HOW TO COMPLETE THIS TASK
Exactly reproduce the lines from the line containing "the clear safety" to the end of the data below, inclusive, and nothing else.

EXERCISE MATERIALS

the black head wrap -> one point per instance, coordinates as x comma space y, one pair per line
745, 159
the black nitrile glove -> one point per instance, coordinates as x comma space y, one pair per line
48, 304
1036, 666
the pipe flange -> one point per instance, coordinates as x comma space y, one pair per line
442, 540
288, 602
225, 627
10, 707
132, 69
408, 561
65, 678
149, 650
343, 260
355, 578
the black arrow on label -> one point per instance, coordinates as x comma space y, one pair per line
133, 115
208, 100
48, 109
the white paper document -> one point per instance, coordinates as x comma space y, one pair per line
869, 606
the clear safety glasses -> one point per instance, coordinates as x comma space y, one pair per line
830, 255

RESPONSE TO THE EXERCISE
the clear safety glasses -> one point per instance, coordinates as x comma space y, one pair per line
830, 255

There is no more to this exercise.